§ **THE TASK**: Repeat the lines in the items below, starting with the line containing "If you could indicate the baseboard" and going on through the line containing "point(23, 378)", with both of those lines included.

[Location identification items]
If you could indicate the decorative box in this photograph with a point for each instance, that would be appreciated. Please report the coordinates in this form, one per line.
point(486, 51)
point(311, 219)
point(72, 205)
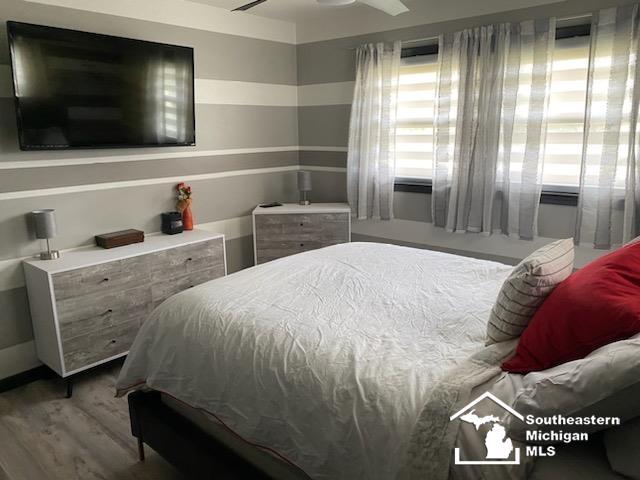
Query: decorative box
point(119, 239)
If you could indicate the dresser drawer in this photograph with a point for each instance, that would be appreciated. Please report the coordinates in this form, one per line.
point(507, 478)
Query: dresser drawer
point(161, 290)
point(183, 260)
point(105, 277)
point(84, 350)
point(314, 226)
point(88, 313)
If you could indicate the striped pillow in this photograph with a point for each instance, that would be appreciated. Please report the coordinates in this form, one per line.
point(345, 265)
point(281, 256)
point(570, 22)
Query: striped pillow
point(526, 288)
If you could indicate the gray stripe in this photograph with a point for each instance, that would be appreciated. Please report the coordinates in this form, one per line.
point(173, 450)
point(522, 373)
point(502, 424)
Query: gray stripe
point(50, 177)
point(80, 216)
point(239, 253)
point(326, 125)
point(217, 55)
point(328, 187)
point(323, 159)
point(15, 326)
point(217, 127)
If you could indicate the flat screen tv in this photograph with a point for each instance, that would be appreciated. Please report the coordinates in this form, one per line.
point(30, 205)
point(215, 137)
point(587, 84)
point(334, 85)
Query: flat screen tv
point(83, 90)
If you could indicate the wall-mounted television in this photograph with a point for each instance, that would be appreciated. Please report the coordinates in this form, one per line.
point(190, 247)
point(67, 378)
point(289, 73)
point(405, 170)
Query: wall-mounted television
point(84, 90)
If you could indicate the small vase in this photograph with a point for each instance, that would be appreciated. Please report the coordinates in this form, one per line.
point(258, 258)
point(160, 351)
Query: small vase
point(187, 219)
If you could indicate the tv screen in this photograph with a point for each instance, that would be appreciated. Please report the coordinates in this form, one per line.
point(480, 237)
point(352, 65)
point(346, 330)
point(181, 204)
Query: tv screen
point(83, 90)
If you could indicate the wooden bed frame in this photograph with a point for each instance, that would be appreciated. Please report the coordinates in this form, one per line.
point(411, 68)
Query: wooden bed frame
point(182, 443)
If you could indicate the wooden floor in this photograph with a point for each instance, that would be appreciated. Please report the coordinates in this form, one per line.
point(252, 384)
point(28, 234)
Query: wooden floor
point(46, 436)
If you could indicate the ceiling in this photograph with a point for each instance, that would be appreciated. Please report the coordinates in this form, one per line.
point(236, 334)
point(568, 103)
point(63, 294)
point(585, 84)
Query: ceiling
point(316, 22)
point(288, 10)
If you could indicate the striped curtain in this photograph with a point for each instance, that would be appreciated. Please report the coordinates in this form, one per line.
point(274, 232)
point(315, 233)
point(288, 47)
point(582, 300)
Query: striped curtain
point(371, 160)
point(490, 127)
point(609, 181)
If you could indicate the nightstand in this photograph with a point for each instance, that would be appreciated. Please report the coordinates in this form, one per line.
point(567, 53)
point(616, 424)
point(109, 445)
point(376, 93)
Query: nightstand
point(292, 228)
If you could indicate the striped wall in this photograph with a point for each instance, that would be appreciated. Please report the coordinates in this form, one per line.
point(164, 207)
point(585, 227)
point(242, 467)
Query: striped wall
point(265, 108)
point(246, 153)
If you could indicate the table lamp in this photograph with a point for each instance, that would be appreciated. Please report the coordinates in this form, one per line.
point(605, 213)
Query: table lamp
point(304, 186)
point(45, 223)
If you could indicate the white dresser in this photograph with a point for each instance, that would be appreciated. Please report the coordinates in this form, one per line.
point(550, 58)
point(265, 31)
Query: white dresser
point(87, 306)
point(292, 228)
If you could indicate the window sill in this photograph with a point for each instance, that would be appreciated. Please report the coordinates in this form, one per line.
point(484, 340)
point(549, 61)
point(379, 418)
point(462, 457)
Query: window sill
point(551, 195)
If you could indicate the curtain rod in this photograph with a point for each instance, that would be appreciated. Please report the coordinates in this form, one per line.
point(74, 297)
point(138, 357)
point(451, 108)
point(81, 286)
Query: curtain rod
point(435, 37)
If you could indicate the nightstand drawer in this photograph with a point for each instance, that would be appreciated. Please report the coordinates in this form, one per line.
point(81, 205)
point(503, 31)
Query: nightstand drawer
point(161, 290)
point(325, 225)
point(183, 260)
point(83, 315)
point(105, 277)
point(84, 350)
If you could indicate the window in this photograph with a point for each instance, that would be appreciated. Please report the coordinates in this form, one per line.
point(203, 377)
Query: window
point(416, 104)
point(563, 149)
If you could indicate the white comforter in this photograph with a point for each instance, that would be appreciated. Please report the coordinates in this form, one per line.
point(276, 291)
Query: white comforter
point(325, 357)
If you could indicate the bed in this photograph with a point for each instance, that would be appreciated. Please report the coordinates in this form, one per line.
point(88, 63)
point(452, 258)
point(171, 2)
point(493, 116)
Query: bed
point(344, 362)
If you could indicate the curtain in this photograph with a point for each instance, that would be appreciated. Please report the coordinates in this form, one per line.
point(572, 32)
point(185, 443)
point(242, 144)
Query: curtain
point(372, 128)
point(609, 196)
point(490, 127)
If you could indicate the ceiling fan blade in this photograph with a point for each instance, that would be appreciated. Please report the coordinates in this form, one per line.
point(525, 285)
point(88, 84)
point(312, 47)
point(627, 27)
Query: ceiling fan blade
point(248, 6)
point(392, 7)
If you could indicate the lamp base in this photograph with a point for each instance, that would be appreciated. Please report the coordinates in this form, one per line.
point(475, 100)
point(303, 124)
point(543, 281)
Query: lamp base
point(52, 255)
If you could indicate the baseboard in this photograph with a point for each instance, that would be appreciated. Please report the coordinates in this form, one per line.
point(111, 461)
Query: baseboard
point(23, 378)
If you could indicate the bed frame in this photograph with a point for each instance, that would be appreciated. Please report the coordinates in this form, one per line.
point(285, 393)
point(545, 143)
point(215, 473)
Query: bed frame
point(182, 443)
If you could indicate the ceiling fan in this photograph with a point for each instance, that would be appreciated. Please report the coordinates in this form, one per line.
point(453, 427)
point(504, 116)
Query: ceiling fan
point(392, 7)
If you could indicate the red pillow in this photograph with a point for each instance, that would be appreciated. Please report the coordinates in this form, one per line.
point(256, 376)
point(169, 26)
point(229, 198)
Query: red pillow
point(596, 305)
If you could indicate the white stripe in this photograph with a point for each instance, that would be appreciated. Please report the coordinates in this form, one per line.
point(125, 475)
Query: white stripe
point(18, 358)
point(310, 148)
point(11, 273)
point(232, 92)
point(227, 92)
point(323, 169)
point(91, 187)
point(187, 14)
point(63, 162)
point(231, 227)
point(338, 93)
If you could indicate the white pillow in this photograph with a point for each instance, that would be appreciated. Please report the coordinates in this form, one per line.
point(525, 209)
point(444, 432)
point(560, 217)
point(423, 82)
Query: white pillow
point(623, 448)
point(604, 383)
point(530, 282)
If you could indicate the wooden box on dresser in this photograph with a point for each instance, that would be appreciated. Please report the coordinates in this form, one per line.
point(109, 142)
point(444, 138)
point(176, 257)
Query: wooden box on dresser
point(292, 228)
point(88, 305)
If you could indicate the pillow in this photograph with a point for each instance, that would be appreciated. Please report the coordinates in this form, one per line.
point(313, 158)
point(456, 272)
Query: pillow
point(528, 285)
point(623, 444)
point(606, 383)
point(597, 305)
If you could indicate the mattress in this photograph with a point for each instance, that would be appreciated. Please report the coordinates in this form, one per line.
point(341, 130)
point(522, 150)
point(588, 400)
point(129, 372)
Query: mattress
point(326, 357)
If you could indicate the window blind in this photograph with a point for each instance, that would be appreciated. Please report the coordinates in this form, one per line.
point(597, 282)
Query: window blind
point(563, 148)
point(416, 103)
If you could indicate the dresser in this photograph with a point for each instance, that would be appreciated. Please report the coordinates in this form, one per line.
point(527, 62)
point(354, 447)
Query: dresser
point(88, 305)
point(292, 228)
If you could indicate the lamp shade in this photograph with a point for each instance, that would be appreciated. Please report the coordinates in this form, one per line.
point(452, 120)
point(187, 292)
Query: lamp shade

§ **TASK ANSWER**:
If you could indicate the baseboard in this photograph with a point for each instance, that would be appreciated. Please report the coordinates in this form, one per line.
point(111, 461)
Query: baseboard
point(23, 378)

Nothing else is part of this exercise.